(Task requirements):
Rewrite the lines of the material starting at the line containing "cone in the provided image" and ending at the line containing "39,260,94,295", changing "pine cone" to "acorn" and leaving everything else as it is.
++++ Extracted data
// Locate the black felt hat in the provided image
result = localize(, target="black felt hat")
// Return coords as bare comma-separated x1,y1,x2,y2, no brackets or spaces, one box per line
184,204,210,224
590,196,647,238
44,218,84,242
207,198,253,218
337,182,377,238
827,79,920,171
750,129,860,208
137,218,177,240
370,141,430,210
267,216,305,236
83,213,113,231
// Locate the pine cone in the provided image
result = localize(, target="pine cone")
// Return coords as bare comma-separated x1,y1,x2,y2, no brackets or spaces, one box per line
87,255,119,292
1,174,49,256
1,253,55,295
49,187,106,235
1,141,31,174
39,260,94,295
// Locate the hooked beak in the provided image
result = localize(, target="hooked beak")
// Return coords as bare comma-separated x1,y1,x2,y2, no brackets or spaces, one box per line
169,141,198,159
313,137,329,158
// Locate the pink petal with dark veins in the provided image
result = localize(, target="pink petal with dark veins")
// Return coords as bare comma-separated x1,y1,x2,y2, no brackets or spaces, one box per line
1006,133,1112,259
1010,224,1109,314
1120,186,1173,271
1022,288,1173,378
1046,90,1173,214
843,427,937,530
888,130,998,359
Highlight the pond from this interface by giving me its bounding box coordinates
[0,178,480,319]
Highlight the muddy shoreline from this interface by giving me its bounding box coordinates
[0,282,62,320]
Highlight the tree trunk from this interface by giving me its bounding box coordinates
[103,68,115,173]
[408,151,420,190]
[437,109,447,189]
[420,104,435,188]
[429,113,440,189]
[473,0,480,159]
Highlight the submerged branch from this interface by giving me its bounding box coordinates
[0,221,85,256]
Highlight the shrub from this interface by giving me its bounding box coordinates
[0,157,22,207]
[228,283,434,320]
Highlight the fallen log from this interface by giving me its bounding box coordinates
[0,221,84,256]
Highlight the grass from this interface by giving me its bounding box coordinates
++++++++
(Task solution):
// Locate the acorn in the provided image
result = localize(, target="acorn")
// Return coords as bare comma-separated x1,y1,x2,y2, no brackets or spaces, one box per line
87,255,119,292
1,174,49,256
1,253,55,295
49,187,106,235
1,141,31,174
39,260,94,295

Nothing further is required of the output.